## TEXTO DO EXERCÍCIO
O disco roda em 45 rotações por minuto. Por sorte meu aparelho de som tinha esse recurso – ainda tem. Achei num sebo. É de 1986. Estamos em 1989, leitor. A banda não existia mais há um ano, descobriria numa revista Bizz, também comprada num sebo, uns dois ou três anos depois.
Estava vivendo intensamente algo que já havia acabado. Os anos oitenta tinham muito disso; o apartamento onde vivia na rua Platina era uma caverna de Platão, no qual as sombras dançando ao fundo não eram sombrias, mas sim tão fascinantes quanto um teatro de sombras é para uma criança – a qual talvez eu ainda fosse um pouco ali, com 14/15 anos. Cadê as Armas? foi o primeiro disco das Mercenárias.
É a obra da qual estou falando no primeiro parágrafo. Foi lançado pela gravadora independente Baratos Afins, na verdade uma tradicional loja da Galeria do Rock em São Paulo, capitaneada por Luiz Calanca. Até hoje amigos meus headbangers dizem que sou sócio do estabelecimento, pois sempre que vamos juntos à Galeria eles compram vários CDs de heavy metal e eu volto com os vinis de pós punk, MPB não convencional e experimentalismos diversos que a Baratos Afins lançou há três décadas e que ainda têm alguns exemplares repousando nas prateleiras.
As Mercenárias foram – na verdade são, pois retornaram às atividades na década passada e ainda existem – uma banda pós punk que trouxe a pauta feminista para o rock brasileiro dos anos 1980. É formada apenas por mulheres, embora o primeiro baterista tenha sido Edgar Scandurra, depois famoso como o guitarrista do Ira!. A segunda baterista, Lou, a que gravou os discos, tornou-se um homem transexual e hoje se chama Leo Moreira Sá.
O som é perfeito para mim: uma banda pós punk que manteve a pegada punk/hardcore do Dead Kennedys, por exemplo, mas tem os ritmos esparsos, o baixo pesado sobrepondo-se à guitarra, o experimentalismo que aproxima-se até do funk e o pendor para a poesia de grupos como Joy Division, PIL e Siouxie and Banshees.
Mas é muito acima disso tudo, pois as influências foram amalgamadas numa sonoridade única, facilmente reconhecível e destacável de seus pares contemporâneos. Desde que ouvi pela primeira vez, tornou-se minha banda brasileira favorita. Sou tão fã que no fim dos anos noventa escrevi um longo artigo sobre elas para um dos fanzines que editei, chamado Acervo. Tenho todos os discos, até a demo de 1983 relançada em vinil.

## AÇÃO NECESSÁRIA
Você pode dar continuidade ao texto sobre a banda Mercenárias, começando logo depois da última frase?

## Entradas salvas

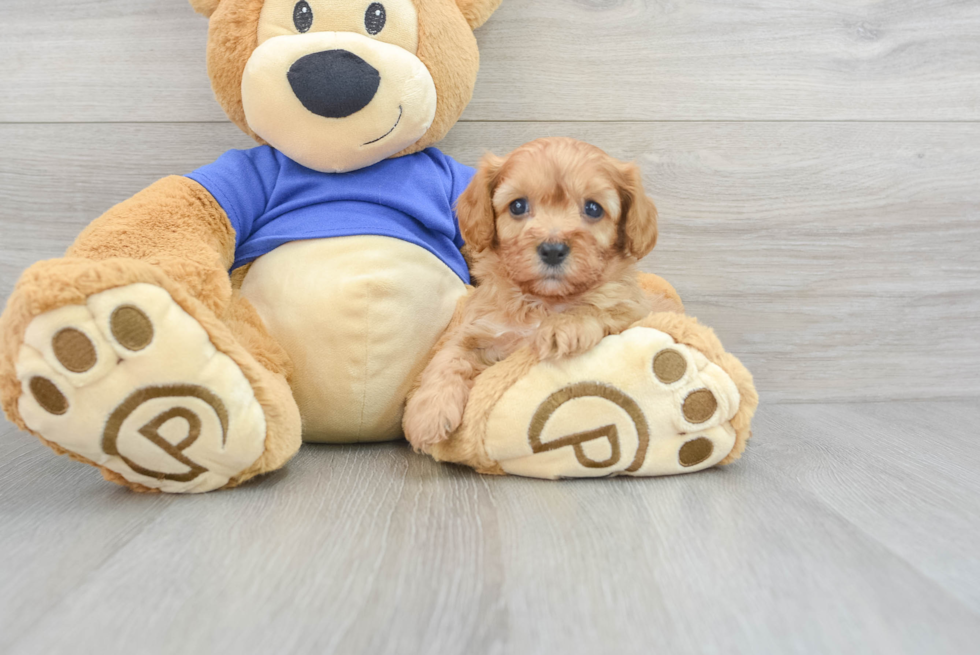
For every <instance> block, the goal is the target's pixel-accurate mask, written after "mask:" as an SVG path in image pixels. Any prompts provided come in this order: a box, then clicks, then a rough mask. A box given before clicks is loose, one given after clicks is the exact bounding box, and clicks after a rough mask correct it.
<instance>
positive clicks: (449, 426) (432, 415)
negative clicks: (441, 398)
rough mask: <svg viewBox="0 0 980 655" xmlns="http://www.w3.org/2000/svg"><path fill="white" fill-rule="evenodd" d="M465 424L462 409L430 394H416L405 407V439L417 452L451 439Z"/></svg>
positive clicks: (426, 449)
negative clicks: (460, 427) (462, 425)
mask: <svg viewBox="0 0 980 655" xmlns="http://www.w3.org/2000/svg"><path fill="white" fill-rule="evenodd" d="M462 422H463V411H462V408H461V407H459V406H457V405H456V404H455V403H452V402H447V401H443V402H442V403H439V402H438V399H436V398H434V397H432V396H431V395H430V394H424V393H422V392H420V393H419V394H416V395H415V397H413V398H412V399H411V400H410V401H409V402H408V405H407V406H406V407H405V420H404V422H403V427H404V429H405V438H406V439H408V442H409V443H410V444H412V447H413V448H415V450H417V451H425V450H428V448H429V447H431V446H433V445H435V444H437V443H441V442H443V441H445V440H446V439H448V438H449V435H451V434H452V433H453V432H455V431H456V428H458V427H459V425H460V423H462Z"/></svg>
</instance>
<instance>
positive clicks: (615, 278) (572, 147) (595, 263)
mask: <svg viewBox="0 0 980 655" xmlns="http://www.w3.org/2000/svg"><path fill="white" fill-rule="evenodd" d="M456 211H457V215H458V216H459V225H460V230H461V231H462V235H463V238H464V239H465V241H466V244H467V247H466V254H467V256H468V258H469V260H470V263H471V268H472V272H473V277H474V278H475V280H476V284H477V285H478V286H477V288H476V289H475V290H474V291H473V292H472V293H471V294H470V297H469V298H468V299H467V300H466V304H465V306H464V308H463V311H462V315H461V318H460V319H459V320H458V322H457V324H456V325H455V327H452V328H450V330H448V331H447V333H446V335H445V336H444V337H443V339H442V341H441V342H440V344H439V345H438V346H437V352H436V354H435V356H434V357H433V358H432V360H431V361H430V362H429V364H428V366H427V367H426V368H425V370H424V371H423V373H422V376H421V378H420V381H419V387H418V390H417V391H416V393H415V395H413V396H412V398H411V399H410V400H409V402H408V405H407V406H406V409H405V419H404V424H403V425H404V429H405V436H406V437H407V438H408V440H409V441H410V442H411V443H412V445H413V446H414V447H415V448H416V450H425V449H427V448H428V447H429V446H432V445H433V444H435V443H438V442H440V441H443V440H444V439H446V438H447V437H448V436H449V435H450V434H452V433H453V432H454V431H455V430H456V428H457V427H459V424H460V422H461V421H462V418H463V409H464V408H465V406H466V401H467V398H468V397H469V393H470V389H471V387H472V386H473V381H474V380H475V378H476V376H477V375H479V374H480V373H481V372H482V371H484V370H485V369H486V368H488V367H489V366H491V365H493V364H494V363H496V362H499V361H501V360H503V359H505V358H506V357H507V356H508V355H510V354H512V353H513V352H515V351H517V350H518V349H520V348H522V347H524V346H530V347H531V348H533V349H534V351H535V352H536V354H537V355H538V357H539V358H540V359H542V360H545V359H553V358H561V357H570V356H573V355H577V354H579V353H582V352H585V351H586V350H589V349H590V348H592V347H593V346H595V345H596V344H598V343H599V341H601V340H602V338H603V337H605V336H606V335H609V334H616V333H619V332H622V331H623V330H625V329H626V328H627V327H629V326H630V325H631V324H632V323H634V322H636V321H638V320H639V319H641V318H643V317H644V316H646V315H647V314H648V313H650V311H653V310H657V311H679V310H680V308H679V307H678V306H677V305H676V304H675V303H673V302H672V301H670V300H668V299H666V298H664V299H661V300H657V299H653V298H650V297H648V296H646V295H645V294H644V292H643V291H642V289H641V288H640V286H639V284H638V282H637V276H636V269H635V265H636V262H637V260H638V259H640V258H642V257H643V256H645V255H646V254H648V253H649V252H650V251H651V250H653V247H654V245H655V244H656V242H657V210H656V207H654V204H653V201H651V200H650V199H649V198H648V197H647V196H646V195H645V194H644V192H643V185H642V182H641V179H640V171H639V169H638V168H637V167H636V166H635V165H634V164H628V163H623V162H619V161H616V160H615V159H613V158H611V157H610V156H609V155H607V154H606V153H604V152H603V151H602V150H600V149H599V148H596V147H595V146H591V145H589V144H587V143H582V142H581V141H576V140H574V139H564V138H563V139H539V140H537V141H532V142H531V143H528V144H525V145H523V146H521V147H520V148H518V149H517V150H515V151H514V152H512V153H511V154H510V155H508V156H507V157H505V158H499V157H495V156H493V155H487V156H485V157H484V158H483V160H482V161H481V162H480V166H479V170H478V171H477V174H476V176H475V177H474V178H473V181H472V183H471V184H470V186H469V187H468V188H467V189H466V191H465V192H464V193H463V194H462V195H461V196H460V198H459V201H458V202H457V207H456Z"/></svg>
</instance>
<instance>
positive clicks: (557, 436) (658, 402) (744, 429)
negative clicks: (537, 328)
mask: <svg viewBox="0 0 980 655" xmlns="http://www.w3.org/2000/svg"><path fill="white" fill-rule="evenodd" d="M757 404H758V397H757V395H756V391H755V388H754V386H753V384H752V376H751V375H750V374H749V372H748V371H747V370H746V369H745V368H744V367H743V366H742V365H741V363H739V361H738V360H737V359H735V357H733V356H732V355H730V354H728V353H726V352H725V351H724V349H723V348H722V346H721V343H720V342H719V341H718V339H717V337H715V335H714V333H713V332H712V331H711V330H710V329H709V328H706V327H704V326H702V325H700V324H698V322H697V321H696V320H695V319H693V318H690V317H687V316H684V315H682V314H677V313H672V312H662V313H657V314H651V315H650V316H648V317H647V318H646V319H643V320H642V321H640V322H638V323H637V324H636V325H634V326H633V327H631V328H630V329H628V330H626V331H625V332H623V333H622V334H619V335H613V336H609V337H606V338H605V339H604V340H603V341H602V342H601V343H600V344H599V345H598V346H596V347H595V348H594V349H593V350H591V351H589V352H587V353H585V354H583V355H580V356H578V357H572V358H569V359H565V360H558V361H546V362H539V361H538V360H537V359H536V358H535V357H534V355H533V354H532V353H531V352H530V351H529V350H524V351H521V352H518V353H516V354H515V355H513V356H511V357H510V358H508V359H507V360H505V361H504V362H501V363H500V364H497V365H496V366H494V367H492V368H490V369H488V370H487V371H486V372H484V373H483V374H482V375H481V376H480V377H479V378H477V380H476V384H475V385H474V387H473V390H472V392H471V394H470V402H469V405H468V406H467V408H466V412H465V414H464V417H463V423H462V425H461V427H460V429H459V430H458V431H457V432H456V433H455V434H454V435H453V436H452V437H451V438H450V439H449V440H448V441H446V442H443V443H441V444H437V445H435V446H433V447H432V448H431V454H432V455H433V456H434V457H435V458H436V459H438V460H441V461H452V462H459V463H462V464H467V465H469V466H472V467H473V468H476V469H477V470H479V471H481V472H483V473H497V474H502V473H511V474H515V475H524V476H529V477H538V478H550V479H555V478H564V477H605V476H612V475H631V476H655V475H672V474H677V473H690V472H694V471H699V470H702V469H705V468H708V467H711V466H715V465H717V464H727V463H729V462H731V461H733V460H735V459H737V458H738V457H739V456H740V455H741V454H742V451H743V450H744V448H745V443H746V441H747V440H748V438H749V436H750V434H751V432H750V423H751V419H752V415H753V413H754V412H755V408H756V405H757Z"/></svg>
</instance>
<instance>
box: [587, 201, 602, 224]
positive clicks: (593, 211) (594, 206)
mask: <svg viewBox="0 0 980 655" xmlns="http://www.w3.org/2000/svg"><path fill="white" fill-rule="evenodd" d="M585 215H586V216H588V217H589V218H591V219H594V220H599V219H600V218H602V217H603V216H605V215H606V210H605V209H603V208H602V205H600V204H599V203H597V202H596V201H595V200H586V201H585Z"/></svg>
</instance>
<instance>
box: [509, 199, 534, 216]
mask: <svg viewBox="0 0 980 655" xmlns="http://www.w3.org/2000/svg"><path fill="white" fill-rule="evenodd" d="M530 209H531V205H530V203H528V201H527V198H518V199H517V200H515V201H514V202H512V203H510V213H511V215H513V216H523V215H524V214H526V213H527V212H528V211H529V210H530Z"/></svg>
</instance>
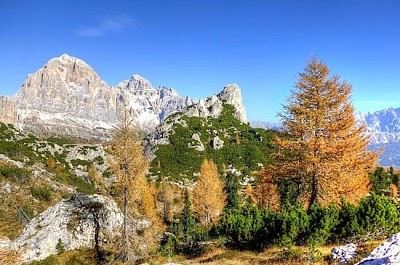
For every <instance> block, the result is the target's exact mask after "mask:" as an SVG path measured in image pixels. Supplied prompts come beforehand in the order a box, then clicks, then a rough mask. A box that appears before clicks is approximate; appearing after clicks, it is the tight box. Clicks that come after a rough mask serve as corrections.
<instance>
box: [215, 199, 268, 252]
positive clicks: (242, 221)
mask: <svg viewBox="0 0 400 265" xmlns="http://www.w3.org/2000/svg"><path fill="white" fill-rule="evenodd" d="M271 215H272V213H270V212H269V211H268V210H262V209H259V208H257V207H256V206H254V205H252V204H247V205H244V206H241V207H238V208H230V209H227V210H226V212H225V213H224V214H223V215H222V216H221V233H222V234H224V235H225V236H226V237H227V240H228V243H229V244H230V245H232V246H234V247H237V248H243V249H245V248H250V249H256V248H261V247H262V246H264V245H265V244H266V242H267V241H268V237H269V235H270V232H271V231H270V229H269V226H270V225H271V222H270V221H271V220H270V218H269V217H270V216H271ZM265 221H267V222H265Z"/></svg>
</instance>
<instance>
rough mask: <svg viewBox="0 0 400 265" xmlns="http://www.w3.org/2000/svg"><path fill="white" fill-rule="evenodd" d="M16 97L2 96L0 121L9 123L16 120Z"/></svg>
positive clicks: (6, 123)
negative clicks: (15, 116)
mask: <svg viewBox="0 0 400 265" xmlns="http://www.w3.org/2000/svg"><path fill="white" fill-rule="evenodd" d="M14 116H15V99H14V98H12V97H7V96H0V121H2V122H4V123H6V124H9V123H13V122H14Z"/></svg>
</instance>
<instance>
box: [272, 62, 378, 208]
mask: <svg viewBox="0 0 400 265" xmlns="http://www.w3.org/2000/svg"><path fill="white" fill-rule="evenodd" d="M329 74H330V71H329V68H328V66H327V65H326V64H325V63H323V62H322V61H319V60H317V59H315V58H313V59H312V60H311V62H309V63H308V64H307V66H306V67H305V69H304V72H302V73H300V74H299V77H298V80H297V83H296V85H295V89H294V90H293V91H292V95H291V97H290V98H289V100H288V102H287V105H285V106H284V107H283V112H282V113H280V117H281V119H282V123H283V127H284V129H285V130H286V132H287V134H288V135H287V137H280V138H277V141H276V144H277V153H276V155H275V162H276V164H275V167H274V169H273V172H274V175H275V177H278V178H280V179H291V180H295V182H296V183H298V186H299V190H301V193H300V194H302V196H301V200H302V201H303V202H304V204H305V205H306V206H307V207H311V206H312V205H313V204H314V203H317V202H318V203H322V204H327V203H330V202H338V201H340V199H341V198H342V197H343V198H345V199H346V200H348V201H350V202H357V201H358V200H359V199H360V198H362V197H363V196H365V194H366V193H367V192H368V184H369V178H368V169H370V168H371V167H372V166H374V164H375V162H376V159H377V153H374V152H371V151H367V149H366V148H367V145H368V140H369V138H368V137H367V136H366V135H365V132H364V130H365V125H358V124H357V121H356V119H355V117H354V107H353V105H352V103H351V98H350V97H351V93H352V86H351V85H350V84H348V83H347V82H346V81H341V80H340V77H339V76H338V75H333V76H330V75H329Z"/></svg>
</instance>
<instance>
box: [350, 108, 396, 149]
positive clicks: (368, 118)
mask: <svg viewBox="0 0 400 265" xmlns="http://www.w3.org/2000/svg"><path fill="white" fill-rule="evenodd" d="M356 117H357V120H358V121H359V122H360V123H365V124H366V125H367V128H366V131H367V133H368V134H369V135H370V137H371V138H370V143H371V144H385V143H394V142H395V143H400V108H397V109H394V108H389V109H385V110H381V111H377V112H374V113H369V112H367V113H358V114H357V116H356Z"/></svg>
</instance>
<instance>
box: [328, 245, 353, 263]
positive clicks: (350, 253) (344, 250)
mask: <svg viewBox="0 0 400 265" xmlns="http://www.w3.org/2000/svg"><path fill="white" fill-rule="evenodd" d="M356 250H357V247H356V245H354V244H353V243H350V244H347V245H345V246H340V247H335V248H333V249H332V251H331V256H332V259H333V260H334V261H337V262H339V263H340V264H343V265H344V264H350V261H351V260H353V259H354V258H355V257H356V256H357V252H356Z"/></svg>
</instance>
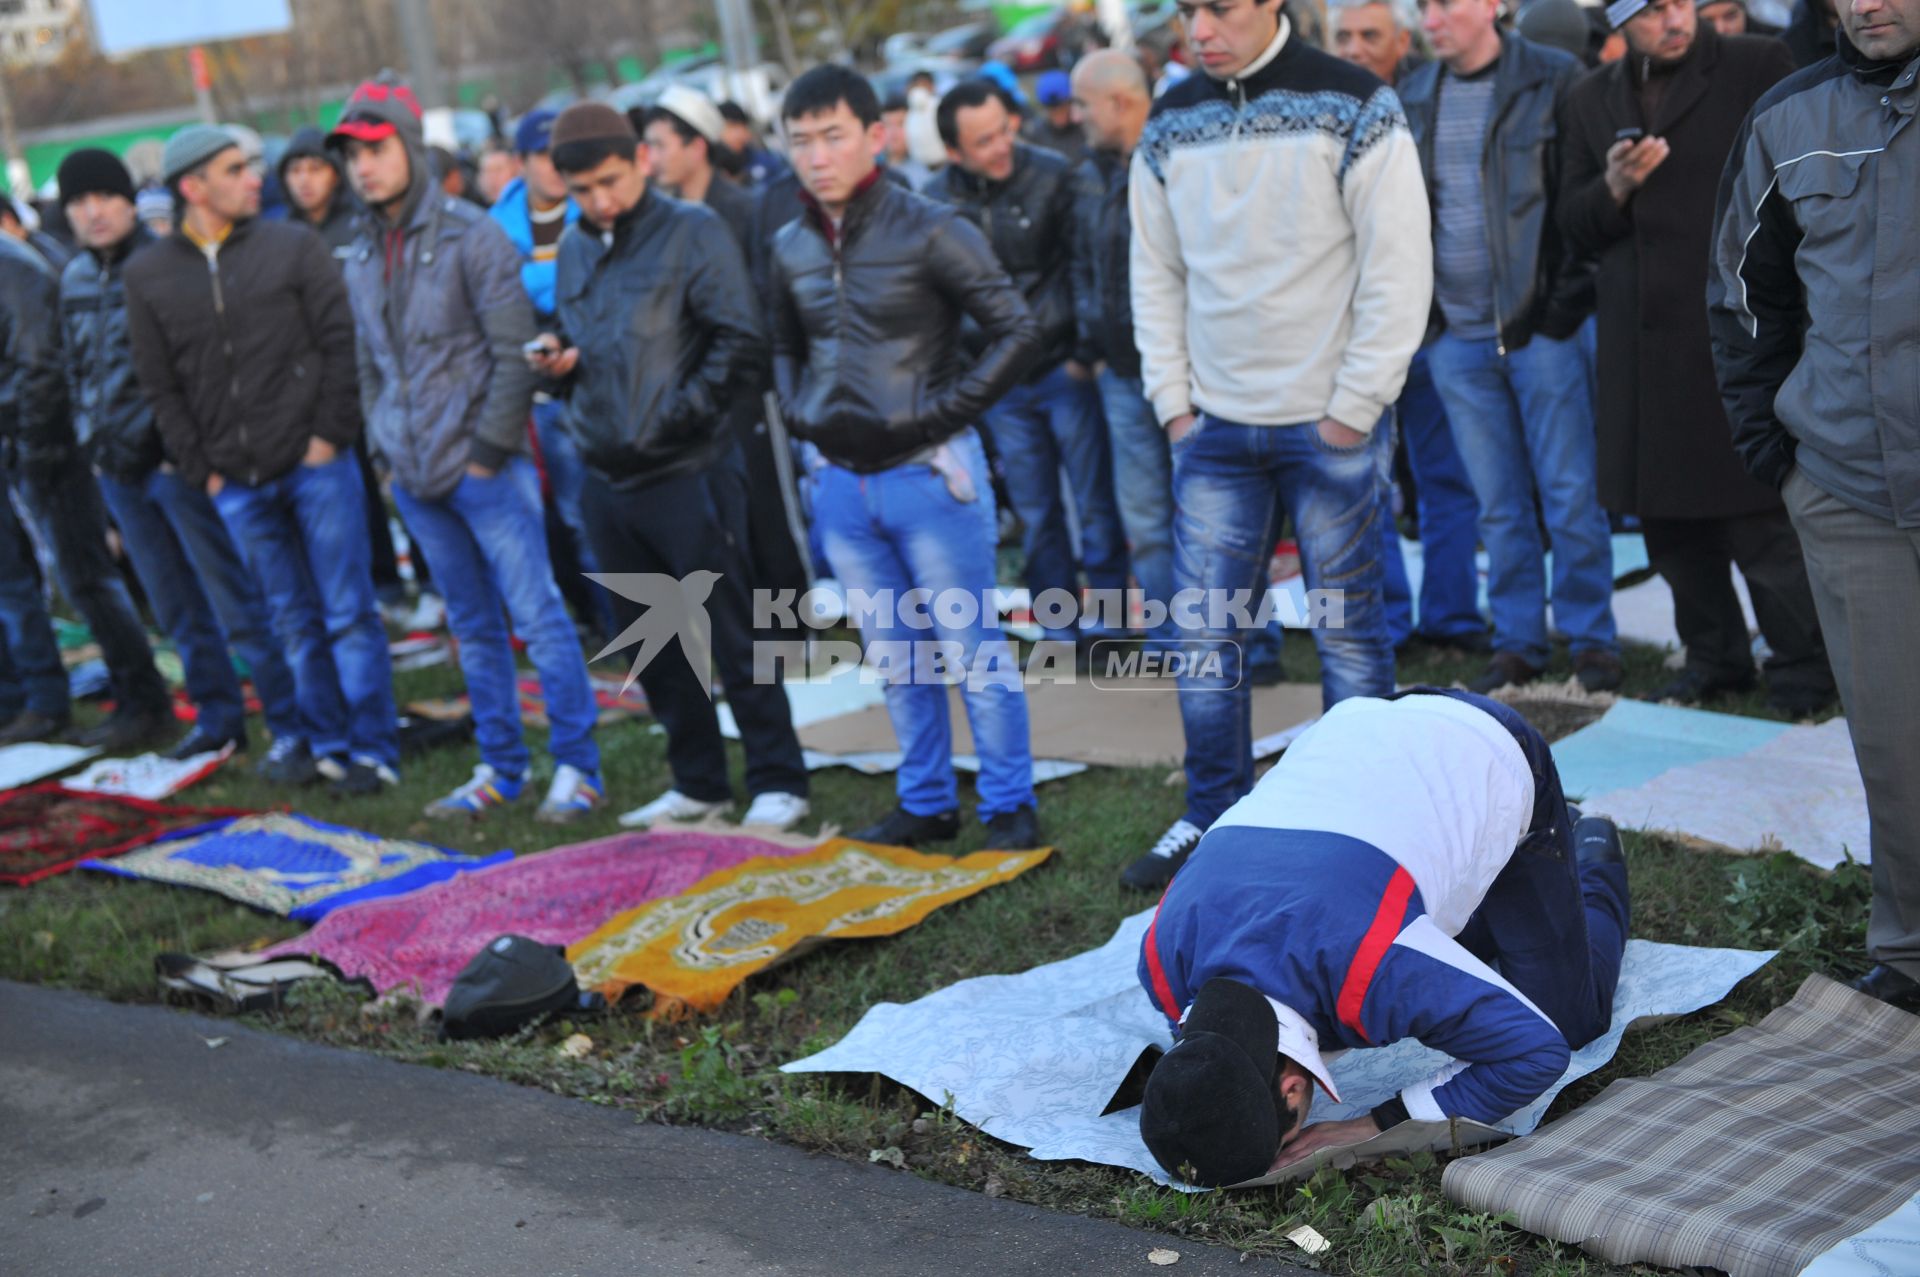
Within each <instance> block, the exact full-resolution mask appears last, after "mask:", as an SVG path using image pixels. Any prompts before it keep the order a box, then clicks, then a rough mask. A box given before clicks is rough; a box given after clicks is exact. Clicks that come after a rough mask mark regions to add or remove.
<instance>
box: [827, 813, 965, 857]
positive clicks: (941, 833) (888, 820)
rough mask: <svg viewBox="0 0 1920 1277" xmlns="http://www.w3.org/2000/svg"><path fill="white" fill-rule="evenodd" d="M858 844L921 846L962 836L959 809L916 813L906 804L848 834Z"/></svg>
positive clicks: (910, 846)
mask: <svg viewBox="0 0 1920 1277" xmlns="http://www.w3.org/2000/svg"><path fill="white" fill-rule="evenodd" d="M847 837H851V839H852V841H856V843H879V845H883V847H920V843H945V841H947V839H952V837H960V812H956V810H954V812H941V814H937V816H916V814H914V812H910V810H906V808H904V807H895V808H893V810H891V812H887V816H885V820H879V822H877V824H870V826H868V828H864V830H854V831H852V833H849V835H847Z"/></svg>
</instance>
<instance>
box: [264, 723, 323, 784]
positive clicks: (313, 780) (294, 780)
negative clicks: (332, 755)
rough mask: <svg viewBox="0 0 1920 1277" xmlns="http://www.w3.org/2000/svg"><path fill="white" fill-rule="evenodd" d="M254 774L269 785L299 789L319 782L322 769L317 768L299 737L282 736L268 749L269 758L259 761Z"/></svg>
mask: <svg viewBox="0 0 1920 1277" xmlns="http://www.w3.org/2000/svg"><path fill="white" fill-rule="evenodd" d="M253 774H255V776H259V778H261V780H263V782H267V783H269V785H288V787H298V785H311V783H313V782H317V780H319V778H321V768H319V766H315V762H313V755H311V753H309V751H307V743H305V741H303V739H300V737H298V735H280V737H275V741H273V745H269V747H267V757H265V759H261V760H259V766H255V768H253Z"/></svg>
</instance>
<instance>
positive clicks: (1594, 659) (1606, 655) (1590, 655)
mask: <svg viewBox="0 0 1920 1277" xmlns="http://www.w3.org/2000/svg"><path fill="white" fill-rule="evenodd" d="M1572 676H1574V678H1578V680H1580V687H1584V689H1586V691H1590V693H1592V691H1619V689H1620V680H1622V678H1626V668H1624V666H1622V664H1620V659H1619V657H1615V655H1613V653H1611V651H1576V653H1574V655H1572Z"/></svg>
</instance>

## ÁREA DE RESPOSTA
O segundo álbum, Trashland, foi lançado por uma grande gravadora em 1988. Com pouca promoção, a banda foi deixada de lado. Talvez mais sofisticado, com participação inclusive do trombonista Bocato numa das faixas, mas mantendo a sonoridade intacta, é tido por muitos fãs com quem converso como o melhor trabalho delas. No entanto, por mais belo que seja e por mais que eu também adore, não me fulminou como o Cadê as Armas?.
Este tem até algo que diz muito sobre o “ecumenismo” do grupo: a faixa anticlerical Santa Igreja tem participações nos backing vocals de João Gordo, do Ratos de Porão, e Vange Leonel, do grupo Nau, que depois ficou famosa com uma música muito pop, Noite Preta, e tornou-se uma militante pelos direitos LGBT. Infelizmente, ela faleceu em 2014.
Voltando às Mercenárias, como já mencionei, a banda acabou após o Trashland, mas elas voltaram a tocar num momento de valorização do pós punk, em meados da década passada, com a vocalista Rosália Munhoz e a baixista Sandra Coutinho da formação original. Lou/Leo já estava afastada da música e tornou-se ator.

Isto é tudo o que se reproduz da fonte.